▶ **DOCUMENT PASSAGE**
┄┄┄┄┄┄┄┄┄┄

An effort by Congress to curtail online Justin Bieber knock-offs and fake prescription apothecaries has become so politically toxic that even sponsors of the bill are hedging their support.
The Stop Online Piracy Act, supported by the entertainment industry and pharmaceutical companies, would allow the Department of Justice or private companies to attempt to shut down sites that are accused of committing or permitting copyright infringement — think unauthorized YouTube pages that copy an artist’s music. But some companies, including Facebook, Google and Yahoo, say the legislation goes too far and could amount to censorship and “breaking” the Internet.
And it’s not just corporate titans who are doing battle. The debate is playing out writ small in the north country, where the Democrat who serves in Congress is a sponsor and his likely Republican opponent in November is chiding him for it.
“I got on this bill because I think it’s one that is a good starting point,” said Rep. William L. Owens, D-Plattsburgh.
Mr. Owens said that Internet piracy costs hundreds of thousands of jobs in the nation, and studies have suggested that it costs the U.S. economy billions of dollars.
“If I’m a content developer and my content is being stolen, that means I’m not getting revenue from it, which means I’m not going to produce the content and I’m not going to hire people,” Mr. Owens said.
But Mr. Owens said he would be “amenable” to some change in the bill’s due process provisions — that is, what sites get shut down for doing what and how they can appeal that decision.
That’s been one of the main concerns in videos and commentaries posted on tech blogs and sites, of which there has been a deluge. Via civil complaints, media company lawyers can unilaterally shut down the site of a small, fledgling startup for spurious reasons, one such video warns; and giving power to the government to restrict content is letting the camel’s nose under the tent, a surefire path to China-like censorship.

┄┄┄┄┄┄┄┄┄┄

▶ **RECORD SET**

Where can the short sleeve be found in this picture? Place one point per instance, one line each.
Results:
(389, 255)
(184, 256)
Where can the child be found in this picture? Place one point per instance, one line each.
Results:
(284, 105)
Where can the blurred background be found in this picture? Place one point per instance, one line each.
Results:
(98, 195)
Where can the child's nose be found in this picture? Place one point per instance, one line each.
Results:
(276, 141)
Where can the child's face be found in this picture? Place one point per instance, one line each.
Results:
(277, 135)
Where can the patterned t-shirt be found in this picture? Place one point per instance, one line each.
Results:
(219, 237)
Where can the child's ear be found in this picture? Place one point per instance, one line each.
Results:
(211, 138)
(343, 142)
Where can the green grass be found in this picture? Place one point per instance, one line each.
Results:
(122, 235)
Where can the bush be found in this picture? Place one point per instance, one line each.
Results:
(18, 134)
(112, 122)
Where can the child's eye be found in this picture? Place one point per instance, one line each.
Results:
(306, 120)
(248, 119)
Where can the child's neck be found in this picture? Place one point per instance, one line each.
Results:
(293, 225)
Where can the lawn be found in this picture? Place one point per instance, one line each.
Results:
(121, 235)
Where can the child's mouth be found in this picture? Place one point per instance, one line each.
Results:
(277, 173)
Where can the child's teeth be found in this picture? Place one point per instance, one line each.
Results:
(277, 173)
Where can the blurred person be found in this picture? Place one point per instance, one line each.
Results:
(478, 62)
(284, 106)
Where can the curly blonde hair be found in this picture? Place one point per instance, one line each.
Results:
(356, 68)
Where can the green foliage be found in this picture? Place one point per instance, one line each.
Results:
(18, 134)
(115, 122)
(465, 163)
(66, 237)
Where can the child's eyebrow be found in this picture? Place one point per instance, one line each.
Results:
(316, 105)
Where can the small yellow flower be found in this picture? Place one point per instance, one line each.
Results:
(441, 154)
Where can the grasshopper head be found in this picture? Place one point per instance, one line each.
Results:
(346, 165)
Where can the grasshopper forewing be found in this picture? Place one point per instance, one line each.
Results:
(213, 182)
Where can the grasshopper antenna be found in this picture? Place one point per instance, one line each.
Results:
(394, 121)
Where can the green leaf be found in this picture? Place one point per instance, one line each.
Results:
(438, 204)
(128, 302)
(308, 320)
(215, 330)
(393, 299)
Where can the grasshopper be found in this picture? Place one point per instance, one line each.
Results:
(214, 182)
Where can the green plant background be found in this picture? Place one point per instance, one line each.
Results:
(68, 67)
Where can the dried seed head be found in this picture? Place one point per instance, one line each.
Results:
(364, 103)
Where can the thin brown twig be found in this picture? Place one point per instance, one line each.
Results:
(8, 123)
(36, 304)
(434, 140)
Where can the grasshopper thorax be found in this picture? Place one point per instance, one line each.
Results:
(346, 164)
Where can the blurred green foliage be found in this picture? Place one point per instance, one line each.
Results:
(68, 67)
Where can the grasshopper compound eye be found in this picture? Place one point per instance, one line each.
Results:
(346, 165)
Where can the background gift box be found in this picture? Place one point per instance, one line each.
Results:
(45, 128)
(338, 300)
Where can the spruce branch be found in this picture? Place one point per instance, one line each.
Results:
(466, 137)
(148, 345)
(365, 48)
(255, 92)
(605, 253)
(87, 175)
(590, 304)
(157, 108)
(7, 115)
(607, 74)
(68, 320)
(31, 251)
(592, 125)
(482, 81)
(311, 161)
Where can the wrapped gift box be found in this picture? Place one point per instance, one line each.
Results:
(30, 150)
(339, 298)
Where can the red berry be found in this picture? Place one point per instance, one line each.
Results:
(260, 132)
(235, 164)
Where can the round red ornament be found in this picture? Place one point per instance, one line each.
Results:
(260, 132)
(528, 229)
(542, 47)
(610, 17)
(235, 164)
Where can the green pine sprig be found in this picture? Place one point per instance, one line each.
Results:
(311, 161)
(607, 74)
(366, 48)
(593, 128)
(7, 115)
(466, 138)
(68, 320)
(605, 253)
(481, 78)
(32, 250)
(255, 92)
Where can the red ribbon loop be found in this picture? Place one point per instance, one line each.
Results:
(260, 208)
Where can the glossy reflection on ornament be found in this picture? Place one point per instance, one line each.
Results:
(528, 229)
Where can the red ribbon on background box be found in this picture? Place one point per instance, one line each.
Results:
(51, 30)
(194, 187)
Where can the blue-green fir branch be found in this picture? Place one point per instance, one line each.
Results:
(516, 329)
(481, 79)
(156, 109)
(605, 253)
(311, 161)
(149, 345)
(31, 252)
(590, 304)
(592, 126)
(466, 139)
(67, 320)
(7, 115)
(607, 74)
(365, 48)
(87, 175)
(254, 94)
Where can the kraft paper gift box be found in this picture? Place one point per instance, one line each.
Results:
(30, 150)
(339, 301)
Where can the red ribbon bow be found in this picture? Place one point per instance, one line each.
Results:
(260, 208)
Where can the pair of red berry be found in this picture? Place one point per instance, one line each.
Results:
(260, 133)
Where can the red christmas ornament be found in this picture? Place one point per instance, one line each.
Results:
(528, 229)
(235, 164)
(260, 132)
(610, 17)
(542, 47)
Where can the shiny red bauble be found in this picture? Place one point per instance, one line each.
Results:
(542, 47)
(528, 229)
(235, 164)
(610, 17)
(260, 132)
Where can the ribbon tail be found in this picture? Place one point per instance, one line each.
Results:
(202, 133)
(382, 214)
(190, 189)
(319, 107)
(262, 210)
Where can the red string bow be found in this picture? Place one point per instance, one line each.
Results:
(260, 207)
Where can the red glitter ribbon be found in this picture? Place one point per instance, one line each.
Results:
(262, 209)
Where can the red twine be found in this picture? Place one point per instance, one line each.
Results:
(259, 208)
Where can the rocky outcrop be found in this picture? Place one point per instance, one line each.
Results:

┄┄┄┄┄┄┄┄┄┄

▶ **INSTRUCTIONS TO FOLLOW**
Copy out the full article about the Stop Online Piracy Act word for word. Nothing in the lines matters here.

▶ **RESPONSE**
An effort by Congress to curtail online Justin Bieber knock-offs and fake prescription apothecaries has become so politically toxic that even sponsors of the bill are hedging their support.
The Stop Online Piracy Act, supported by the entertainment industry and pharmaceutical companies, would allow the Department of Justice or private companies to attempt to shut down sites that are accused of committing or permitting copyright infringement — think unauthorized YouTube pages that copy an artist’s music. But some companies, including Facebook, Google and Yahoo, say the legislation goes too far and could amount to censorship and “breaking” the Internet.
And it’s not just corporate titans who are doing battle. The debate is playing out writ small in the north country, where the Democrat who serves in Congress is a sponsor and his likely Republican opponent in November is chiding him for it.
“I got on this bill because I think it’s one that is a good starting point,” said Rep. William L. Owens, D-Plattsburgh.
Mr. Owens said that Internet piracy costs hundreds of thousands of jobs in the nation, and studies have suggested that it costs the U.S. economy billions of dollars.
“If I’m a content developer and my content is being stolen, that means I’m not getting revenue from it, which means I’m not going to produce the content and I’m not going to hire people,” Mr. Owens said.
But Mr. Owens said he would be “amenable” to some change in the bill’s due process provisions — that is, what sites get shut down for doing what and how they can appeal that decision.
That’s been one of the main concerns in videos and commentaries posted on tech blogs and sites, of which there has been a deluge. Via civil complaints, media company lawyers can unilaterally shut down the site of a small, fledgling startup for spurious reasons, one such video warns; and giving power to the government to restrict content is letting the camel’s nose under the tent, a surefire path to China-like censorship.